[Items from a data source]

## start

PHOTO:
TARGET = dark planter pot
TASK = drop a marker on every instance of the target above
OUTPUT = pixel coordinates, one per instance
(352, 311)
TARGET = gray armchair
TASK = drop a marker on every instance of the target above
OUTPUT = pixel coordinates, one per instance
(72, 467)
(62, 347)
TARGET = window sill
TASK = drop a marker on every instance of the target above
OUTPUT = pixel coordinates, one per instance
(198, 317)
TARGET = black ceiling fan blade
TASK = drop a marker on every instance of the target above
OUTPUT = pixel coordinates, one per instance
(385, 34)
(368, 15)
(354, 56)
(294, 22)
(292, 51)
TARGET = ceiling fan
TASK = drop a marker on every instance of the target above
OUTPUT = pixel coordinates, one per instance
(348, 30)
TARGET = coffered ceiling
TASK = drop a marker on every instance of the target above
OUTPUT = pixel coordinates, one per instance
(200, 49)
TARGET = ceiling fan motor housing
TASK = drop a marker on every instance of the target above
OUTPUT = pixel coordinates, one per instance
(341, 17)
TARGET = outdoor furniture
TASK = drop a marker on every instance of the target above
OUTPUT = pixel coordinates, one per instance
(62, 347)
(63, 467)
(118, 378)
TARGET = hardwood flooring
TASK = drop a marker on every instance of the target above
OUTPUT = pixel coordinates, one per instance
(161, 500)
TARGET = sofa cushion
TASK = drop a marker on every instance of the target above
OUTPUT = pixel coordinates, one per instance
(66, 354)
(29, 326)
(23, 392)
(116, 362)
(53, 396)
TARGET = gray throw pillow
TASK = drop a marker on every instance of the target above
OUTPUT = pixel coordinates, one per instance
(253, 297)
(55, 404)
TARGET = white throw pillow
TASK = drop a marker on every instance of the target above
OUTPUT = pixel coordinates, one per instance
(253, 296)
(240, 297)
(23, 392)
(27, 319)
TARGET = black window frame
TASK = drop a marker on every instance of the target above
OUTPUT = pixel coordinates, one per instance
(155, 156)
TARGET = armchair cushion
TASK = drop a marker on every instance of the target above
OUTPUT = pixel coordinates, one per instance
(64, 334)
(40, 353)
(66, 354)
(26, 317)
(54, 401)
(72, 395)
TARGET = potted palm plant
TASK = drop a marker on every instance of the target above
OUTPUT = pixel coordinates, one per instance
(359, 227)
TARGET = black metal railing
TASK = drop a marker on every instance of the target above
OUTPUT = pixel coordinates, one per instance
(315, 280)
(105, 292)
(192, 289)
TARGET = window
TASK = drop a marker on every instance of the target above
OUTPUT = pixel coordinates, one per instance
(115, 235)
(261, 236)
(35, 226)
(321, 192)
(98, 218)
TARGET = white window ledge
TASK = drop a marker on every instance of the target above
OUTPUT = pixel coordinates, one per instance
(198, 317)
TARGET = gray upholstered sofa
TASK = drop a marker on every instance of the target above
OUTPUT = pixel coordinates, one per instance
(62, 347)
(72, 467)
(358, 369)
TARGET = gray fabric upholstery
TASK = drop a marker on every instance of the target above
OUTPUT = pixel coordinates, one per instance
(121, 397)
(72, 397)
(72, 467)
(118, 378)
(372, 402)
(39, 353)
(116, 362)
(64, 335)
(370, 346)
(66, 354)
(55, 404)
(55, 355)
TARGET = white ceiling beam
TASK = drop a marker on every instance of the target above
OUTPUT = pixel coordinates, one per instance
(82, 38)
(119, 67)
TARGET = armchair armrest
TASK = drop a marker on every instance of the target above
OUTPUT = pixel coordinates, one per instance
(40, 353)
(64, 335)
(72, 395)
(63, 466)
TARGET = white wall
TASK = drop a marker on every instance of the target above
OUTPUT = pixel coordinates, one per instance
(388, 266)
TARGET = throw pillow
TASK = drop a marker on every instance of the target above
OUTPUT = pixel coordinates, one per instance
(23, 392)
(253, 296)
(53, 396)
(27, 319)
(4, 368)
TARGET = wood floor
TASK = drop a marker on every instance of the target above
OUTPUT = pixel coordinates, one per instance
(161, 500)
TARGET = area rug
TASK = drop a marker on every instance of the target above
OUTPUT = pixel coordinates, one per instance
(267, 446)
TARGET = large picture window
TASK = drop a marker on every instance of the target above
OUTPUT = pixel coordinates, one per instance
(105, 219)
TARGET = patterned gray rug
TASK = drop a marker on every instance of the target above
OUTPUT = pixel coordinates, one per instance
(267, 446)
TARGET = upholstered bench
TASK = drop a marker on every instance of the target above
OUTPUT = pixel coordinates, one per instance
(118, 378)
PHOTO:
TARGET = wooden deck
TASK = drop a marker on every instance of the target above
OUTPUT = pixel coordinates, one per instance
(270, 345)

## end

TASK REQUIREMENTS:
Put all of the lines above into a JSON list of strings, with one string for each line and any blank lines left out.

EXERCISE RESPONSE:
[
  "PHOTO:",
  "TARGET = dark planter pot",
  "TASK = drop a marker on every instance of the target above",
  "OUTPUT = pixel coordinates, one per instance",
  "(352, 311)",
  "TARGET = gray armchair",
  "TASK = drop a marker on every instance of the target above",
  "OUTPUT = pixel coordinates, one per instance",
  "(72, 467)",
  "(62, 347)",
  "TARGET = window sill",
  "TASK = drop a marker on every instance of the target above",
  "OUTPUT = pixel coordinates, one per instance",
  "(198, 317)",
  "TARGET = black ceiling fan blade",
  "TASK = drop a marker on every instance of the target above",
  "OUTPUT = pixel coordinates, one per instance",
  "(385, 34)",
  "(368, 15)",
  "(354, 56)",
  "(294, 22)",
  "(292, 51)",
  "TARGET = ceiling fan",
  "TASK = drop a marker on every instance of the target above",
  "OUTPUT = pixel coordinates, one per instance",
  "(348, 30)",
  "TARGET = coffered ceiling",
  "TASK = drop a marker on every instance of the target above",
  "OUTPUT = pixel coordinates, one per instance",
  "(200, 49)",
  "TARGET = ceiling fan motor housing",
  "TASK = drop a marker on every instance of the target above",
  "OUTPUT = pixel coordinates, one per instance",
  "(341, 17)",
  "TARGET = outdoor furniture",
  "TASK = drop a marker on every instance of the target above",
  "OUTPUT = pixel coordinates, one per instance",
  "(62, 347)",
  "(63, 467)",
  "(118, 378)",
  "TARGET = hardwood flooring",
  "TASK = drop a marker on every instance of the target above",
  "OUTPUT = pixel coordinates, one per instance",
  "(161, 500)",
  "TARGET = sofa cushion",
  "TASK = drop a marker on every instance of the target above",
  "OUTPUT = pixel coordinates, one per instance",
  "(66, 354)",
  "(29, 326)",
  "(23, 392)",
  "(116, 362)",
  "(53, 396)",
  "TARGET = gray throw pillow",
  "TASK = drop a marker on every instance of the target above",
  "OUTPUT = pixel coordinates, one per instance",
  "(253, 297)",
  "(55, 404)",
  "TARGET = white throw pillow",
  "TASK = drop a marker on every instance of the target above",
  "OUTPUT = pixel coordinates, one per instance",
  "(253, 296)",
  "(240, 297)",
  "(23, 392)",
  "(27, 319)",
  "TARGET = black window frame",
  "TASK = drop a marker on every instance of the target above",
  "OUTPUT = pixel coordinates, one per instance",
  "(155, 156)",
  "TARGET = armchair cushion",
  "TASK = drop a marker on every instance of the target above",
  "OUTPUT = pixel coordinates, one per instance",
  "(64, 334)",
  "(40, 353)",
  "(66, 354)",
  "(26, 317)",
  "(54, 401)",
  "(72, 395)",
  "TARGET = potted palm plant",
  "TASK = drop a marker on every instance of the target above",
  "OUTPUT = pixel coordinates, one per instance",
  "(359, 227)",
  "TARGET = black metal railing",
  "TASK = drop a marker on every instance of the target above",
  "OUTPUT = pixel coordinates, one per instance",
  "(315, 280)",
  "(105, 292)",
  "(192, 289)",
  "TARGET = window",
  "TASK = drop a marker on every instance of the target above",
  "OUTPUT = pixel coordinates, one per instance",
  "(115, 235)",
  "(261, 236)",
  "(35, 226)",
  "(321, 192)",
  "(98, 218)",
  "TARGET = white window ledge",
  "TASK = drop a marker on every instance of the target above",
  "OUTPUT = pixel coordinates, one per instance",
  "(198, 317)",
  "TARGET = gray upholstered sofa",
  "TASK = drop a marker on every instance of the target above",
  "OUTPUT = pixel coordinates, one per instance",
  "(62, 347)",
  "(72, 467)",
  "(358, 369)",
  "TARGET = gray fabric upholstery",
  "TASK = drop a marker on every instance of the target above",
  "OUTPUT = pixel coordinates, one per instance",
  "(121, 397)",
  "(72, 397)",
  "(72, 467)",
  "(118, 378)",
  "(372, 402)",
  "(39, 353)",
  "(116, 362)",
  "(64, 335)",
  "(370, 346)",
  "(66, 354)",
  "(55, 404)",
  "(55, 355)",
  "TARGET = white ceiling beam",
  "TASK = drop a marker on every instance of the target above",
  "OUTPUT = pixel coordinates, one per instance",
  "(82, 38)",
  "(119, 67)",
  "TARGET = armchair armrest",
  "TASK = drop a marker on every instance of the target above",
  "OUTPUT = pixel coordinates, one per instance",
  "(40, 353)",
  "(64, 335)",
  "(72, 395)",
  "(63, 466)",
  "TARGET = white wall",
  "TASK = drop a marker on every instance of the target above",
  "OUTPUT = pixel coordinates, one per instance",
  "(388, 266)",
  "TARGET = throw pillow",
  "TASK = drop a marker on every instance of the target above",
  "OUTPUT = pixel coordinates, one per instance",
  "(23, 392)",
  "(253, 296)",
  "(53, 396)",
  "(27, 319)",
  "(4, 368)",
  "TARGET = wood floor",
  "TASK = drop a marker on every instance of the target above",
  "OUTPUT = pixel coordinates, one per instance",
  "(161, 500)",
  "TARGET = area rug",
  "TASK = drop a marker on every instance of the target above",
  "OUTPUT = pixel coordinates, one per instance",
  "(267, 446)",
  "TARGET = large picture window",
  "TASK = drop a marker on every instance of the target above",
  "OUTPUT = pixel coordinates, one per instance",
  "(105, 219)",
  "TARGET = patterned gray rug",
  "TASK = drop a marker on every instance of the target above",
  "OUTPUT = pixel coordinates, one per instance",
  "(267, 446)",
  "TARGET = upholstered bench",
  "TASK = drop a marker on every instance of the target above",
  "OUTPUT = pixel coordinates, one per instance",
  "(118, 378)",
  "PHOTO:",
  "TARGET = wooden deck",
  "TASK = drop a marker on every instance of the target above",
  "OUTPUT = pixel coordinates, one per instance",
  "(270, 345)"
]